> **Tarefa 1**: Traduza para o inglês esta frase do texto sobre Jan Kamensky: "Quando nos falaram em carros voadores não era bem nisto que estávamos a pensar."
> **Tarefa 2**: No texto sobre Jan Kamensky, quais coisas da rua, além dos veículos, desaparecem no cruzamento de Paris? Liste todas.
> **Tarefa 3**: Retome o texto sobre Jan Kamensky a partir do ponto em que ele termina.

É um cruzamento de Paris num dia de chuva e tudo parece normal. Carros, motas e carrinhas de entregas esperam que a fila avance, os peões levantam dinheiro, saem de cafés, espreitam a fruta na banca ou simplesmente caminham. Mas eis que uma Vespa levanta voo lá ao fundo e desaparece por entre as nuvens negras. Logo a seguir é um carro, depois outro e mais outro ainda, até que o ar se enxameia de veículos a caminho sabe-se lá de onde. E não voam só eles: os semáforos, as placas, as passadeiras, o asfalto – tudo desaparece perante os nossos olhos em minuto e meio.

Quando nos falaram em carros voadores não era bem nisto que estávamos a pensar. Também não era isto que Jan Kamensky tinha na cabeça até há pouco mais de um ano, mas a pandemia chegou e alterou a sua perspectiva sobre o mundo. “As ruas vazias durante o primeiro confinamento inspiraram-me: ‘Ok, agora há tanto espaço para a criação. Quero ver as nossas cidades sem carros’”, relata.

O designer gráfico alemão conversou com o PÚBLICO a partir da Hamburgo natal, que foi a primeira cidade objecto das suas experiências visuais, num dia particularmente soalheiro. É assim que a vemos nos pequenos vídeos que lançou no início do seu projecto, que entretanto ganhou uma hashtag – #FlyingCarMovement – e interessados em vários pontos do globo.

> **Dados fornecidos**:
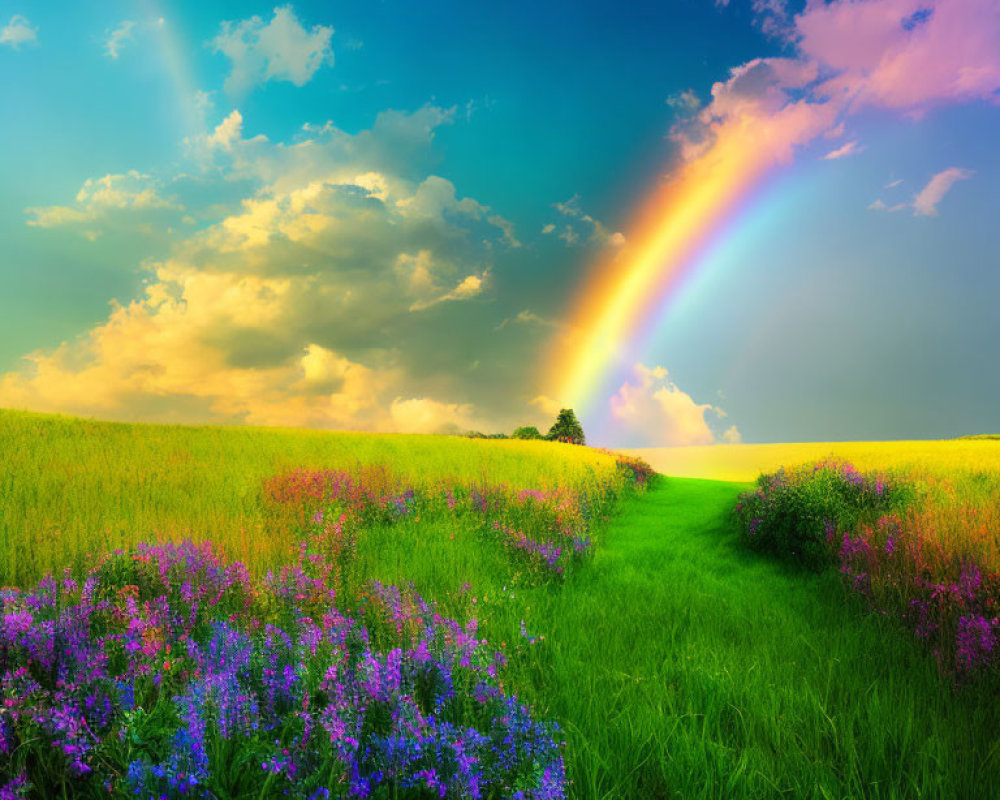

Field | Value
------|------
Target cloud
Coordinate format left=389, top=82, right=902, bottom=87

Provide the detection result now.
left=0, top=109, right=524, bottom=431
left=542, top=194, right=625, bottom=247
left=823, top=142, right=865, bottom=160
left=913, top=167, right=973, bottom=217
left=389, top=397, right=489, bottom=433
left=104, top=20, right=136, bottom=60
left=495, top=309, right=566, bottom=331
left=0, top=14, right=38, bottom=50
left=25, top=170, right=184, bottom=231
left=868, top=167, right=975, bottom=217
left=610, top=364, right=739, bottom=447
left=667, top=89, right=701, bottom=114
left=210, top=6, right=333, bottom=95
left=671, top=0, right=1000, bottom=170
left=720, top=425, right=743, bottom=444
left=868, top=198, right=912, bottom=214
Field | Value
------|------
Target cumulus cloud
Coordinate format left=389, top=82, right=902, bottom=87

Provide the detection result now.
left=672, top=0, right=1000, bottom=174
left=868, top=167, right=975, bottom=217
left=0, top=110, right=513, bottom=431
left=913, top=167, right=973, bottom=217
left=823, top=142, right=865, bottom=160
left=611, top=364, right=739, bottom=447
left=389, top=397, right=488, bottom=433
left=667, top=89, right=701, bottom=114
left=210, top=6, right=333, bottom=94
left=542, top=194, right=625, bottom=247
left=104, top=20, right=136, bottom=60
left=0, top=14, right=38, bottom=50
left=25, top=170, right=184, bottom=233
left=496, top=309, right=566, bottom=331
left=720, top=425, right=743, bottom=444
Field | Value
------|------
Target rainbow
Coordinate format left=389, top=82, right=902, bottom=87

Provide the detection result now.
left=548, top=127, right=774, bottom=424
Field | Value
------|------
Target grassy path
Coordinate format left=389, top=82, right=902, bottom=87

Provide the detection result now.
left=516, top=479, right=1000, bottom=799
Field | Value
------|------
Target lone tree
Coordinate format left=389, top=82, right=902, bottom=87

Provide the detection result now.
left=545, top=408, right=587, bottom=444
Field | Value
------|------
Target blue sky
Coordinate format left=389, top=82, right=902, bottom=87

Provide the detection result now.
left=0, top=0, right=1000, bottom=444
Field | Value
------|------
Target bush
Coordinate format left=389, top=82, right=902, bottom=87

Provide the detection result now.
left=545, top=408, right=587, bottom=444
left=736, top=460, right=907, bottom=570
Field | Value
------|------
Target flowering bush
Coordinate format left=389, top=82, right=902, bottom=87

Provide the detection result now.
left=0, top=542, right=565, bottom=800
left=736, top=462, right=1000, bottom=681
left=265, top=456, right=653, bottom=585
left=736, top=460, right=908, bottom=570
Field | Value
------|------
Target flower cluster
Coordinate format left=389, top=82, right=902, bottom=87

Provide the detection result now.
left=838, top=509, right=1000, bottom=680
left=0, top=542, right=565, bottom=800
left=736, top=461, right=1000, bottom=681
left=265, top=466, right=640, bottom=579
left=736, top=459, right=907, bottom=569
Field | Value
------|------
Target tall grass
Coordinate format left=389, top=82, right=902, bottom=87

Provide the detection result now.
left=628, top=437, right=1000, bottom=482
left=0, top=410, right=615, bottom=586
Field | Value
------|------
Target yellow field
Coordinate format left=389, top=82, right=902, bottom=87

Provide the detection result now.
left=0, top=409, right=616, bottom=585
left=623, top=439, right=1000, bottom=481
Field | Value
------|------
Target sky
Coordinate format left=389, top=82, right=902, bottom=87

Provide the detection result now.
left=0, top=0, right=1000, bottom=446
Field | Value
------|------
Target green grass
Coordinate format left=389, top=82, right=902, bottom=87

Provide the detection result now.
left=346, top=478, right=1000, bottom=800
left=0, top=410, right=614, bottom=586
left=0, top=412, right=1000, bottom=800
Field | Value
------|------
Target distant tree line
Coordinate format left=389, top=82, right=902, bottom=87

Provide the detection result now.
left=465, top=408, right=587, bottom=444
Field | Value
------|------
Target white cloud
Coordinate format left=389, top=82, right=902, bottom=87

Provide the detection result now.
left=913, top=167, right=973, bottom=217
left=211, top=6, right=333, bottom=94
left=389, top=397, right=489, bottom=433
left=0, top=14, right=38, bottom=50
left=868, top=167, right=975, bottom=217
left=0, top=109, right=516, bottom=431
left=610, top=364, right=734, bottom=447
left=25, top=170, right=183, bottom=231
left=823, top=141, right=865, bottom=160
left=720, top=425, right=743, bottom=444
left=667, top=89, right=701, bottom=114
left=104, top=20, right=136, bottom=59
left=495, top=309, right=566, bottom=331
left=542, top=194, right=625, bottom=247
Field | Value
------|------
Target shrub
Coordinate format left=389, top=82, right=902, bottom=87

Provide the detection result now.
left=736, top=460, right=907, bottom=570
left=545, top=408, right=587, bottom=444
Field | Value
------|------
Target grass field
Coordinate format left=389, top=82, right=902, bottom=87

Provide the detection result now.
left=624, top=438, right=1000, bottom=481
left=0, top=412, right=1000, bottom=800
left=0, top=410, right=614, bottom=586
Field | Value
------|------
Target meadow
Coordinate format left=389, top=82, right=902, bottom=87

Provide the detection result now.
left=0, top=410, right=614, bottom=586
left=623, top=437, right=1000, bottom=482
left=0, top=412, right=1000, bottom=800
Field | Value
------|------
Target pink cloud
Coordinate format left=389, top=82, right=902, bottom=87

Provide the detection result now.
left=913, top=167, right=972, bottom=217
left=795, top=0, right=1000, bottom=113
left=672, top=0, right=1000, bottom=163
left=823, top=141, right=865, bottom=160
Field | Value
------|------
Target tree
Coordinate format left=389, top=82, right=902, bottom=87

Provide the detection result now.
left=545, top=408, right=587, bottom=444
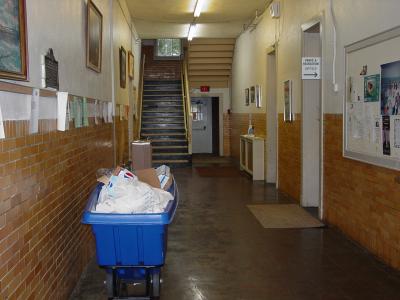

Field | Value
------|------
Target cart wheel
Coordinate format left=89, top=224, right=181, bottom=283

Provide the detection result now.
left=106, top=270, right=114, bottom=299
left=151, top=269, right=161, bottom=298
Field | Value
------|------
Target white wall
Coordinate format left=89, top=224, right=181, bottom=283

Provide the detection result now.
left=232, top=0, right=400, bottom=113
left=3, top=0, right=111, bottom=101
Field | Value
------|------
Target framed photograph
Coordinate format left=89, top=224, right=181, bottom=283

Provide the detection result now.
left=244, top=88, right=250, bottom=106
left=86, top=0, right=103, bottom=73
left=256, top=85, right=261, bottom=108
left=128, top=50, right=135, bottom=79
left=0, top=0, right=28, bottom=80
left=119, top=46, right=126, bottom=89
left=283, top=80, right=293, bottom=122
left=250, top=86, right=256, bottom=103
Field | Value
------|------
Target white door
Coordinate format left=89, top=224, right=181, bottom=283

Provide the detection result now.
left=191, top=98, right=212, bottom=153
left=301, top=23, right=321, bottom=207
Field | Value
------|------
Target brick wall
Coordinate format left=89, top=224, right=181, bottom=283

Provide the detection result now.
left=142, top=46, right=181, bottom=80
left=230, top=113, right=266, bottom=164
left=324, top=115, right=400, bottom=269
left=278, top=114, right=301, bottom=202
left=0, top=114, right=112, bottom=300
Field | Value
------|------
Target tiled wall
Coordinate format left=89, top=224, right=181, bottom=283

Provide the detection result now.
left=278, top=114, right=301, bottom=202
left=230, top=113, right=266, bottom=163
left=0, top=118, right=113, bottom=300
left=324, top=115, right=400, bottom=269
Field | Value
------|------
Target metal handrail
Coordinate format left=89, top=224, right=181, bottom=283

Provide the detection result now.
left=136, top=54, right=146, bottom=139
left=182, top=55, right=192, bottom=153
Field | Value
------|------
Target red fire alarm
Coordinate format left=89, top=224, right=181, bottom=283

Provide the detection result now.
left=200, top=85, right=210, bottom=93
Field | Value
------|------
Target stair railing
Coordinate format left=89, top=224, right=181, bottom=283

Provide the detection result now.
left=136, top=54, right=146, bottom=139
left=181, top=55, right=192, bottom=154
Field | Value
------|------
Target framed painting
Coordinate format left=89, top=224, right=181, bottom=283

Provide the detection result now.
left=86, top=0, right=103, bottom=73
left=128, top=50, right=135, bottom=79
left=0, top=0, right=28, bottom=80
left=244, top=88, right=250, bottom=106
left=119, top=46, right=126, bottom=89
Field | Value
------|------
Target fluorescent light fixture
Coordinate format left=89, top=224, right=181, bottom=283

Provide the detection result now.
left=188, top=24, right=196, bottom=41
left=194, top=0, right=204, bottom=18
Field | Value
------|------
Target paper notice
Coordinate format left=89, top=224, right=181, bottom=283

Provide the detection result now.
left=94, top=100, right=99, bottom=125
left=0, top=106, right=6, bottom=139
left=107, top=102, right=113, bottom=123
left=102, top=102, right=108, bottom=123
left=57, top=92, right=68, bottom=131
left=82, top=98, right=89, bottom=127
left=29, top=89, right=40, bottom=134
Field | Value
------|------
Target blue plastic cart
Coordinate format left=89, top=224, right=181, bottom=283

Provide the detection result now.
left=82, top=181, right=178, bottom=299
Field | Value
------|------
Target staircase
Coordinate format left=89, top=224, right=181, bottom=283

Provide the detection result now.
left=140, top=79, right=192, bottom=168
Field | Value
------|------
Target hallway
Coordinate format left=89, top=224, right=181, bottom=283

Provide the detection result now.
left=70, top=164, right=400, bottom=300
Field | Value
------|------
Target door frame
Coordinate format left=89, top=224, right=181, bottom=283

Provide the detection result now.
left=300, top=12, right=325, bottom=219
left=265, top=44, right=279, bottom=188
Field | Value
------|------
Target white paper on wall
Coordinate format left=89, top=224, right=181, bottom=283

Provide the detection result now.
left=29, top=89, right=40, bottom=134
left=94, top=100, right=99, bottom=125
left=0, top=106, right=6, bottom=139
left=57, top=92, right=68, bottom=131
left=107, top=102, right=113, bottom=123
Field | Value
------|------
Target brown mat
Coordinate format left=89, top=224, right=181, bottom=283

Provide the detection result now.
left=196, top=167, right=240, bottom=177
left=247, top=204, right=324, bottom=228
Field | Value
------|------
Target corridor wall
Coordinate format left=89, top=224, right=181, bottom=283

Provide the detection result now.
left=231, top=0, right=400, bottom=269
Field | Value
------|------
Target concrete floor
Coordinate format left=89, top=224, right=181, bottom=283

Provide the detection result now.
left=71, top=163, right=400, bottom=300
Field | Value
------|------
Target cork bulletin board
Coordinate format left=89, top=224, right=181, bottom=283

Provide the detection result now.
left=343, top=27, right=400, bottom=170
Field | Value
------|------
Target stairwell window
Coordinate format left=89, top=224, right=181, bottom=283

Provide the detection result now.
left=156, top=39, right=182, bottom=59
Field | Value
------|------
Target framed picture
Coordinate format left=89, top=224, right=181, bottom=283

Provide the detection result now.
left=86, top=0, right=103, bottom=73
left=128, top=50, right=135, bottom=79
left=256, top=85, right=261, bottom=108
left=283, top=80, right=293, bottom=122
left=250, top=86, right=256, bottom=103
left=244, top=89, right=250, bottom=106
left=0, top=0, right=28, bottom=80
left=119, top=46, right=126, bottom=89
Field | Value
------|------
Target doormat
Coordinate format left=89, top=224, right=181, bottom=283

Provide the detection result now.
left=247, top=204, right=325, bottom=228
left=196, top=167, right=240, bottom=177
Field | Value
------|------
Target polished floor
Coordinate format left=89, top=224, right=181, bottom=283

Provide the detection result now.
left=71, top=165, right=400, bottom=300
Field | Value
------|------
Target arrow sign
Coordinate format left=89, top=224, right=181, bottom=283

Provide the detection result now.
left=301, top=57, right=321, bottom=79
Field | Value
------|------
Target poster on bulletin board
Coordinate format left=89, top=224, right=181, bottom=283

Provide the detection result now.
left=343, top=27, right=400, bottom=170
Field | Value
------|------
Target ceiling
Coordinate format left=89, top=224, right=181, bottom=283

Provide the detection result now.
left=126, top=0, right=271, bottom=39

> **Resposta 1**: When people told us about flying cars, this wasn't quite what we had in mind.

> **Resposta 2**:
- os semáforos
- as placas
- as passadeiras
- o asfalto

> **Resposta 3**:
Voltando a Paris. No Boulevard Utópico, como Jan Kamensky lhe chama, a estrada é substituída por uma grande zona pedonal, crescem árvores e arbustos, nascem bancos, bebedouros e ciclovias. Vê-se mais gente na rua e por fim é a própria Torre Eiffel que vem espreitar, acabando por se mudar definitivamente para ali.

“O meu papel é levar as pessoas, através de imagens e animações, a uma nova consciência sobre a nossa situação”, diz Jan. Sem qualquer formação ou experiência em arquitectura ou urbanismo, diz-se um “tradutor visual” que pega em conceitos teóricos e os transforma em imagens. Mas como essas imagens parecem hoje coisas impossíveis, também se define como “utopista visual”. “As pessoas vêem as possibilidades, vêem realidades diferentes das que conhecem. E quando voltam da utopia começam a reflectir, começam a estar mais atentas, mais conscientes. Este é o meu objectivo principal.”

Tudo começou com um percurso pessoal. No ano passado, Jan Kamensky foi uma das muitas pessoas que se refugiaram em casa para combater a propagação do novo coronavírus. Aproveitou esse tempo para pôr alguma leitura em dia e procurar respostas que lhe escapavam. Chegou à conclusão de que queria ser parte de uma mudança, queria fazer qualquer coisa, mas não sabia o quê.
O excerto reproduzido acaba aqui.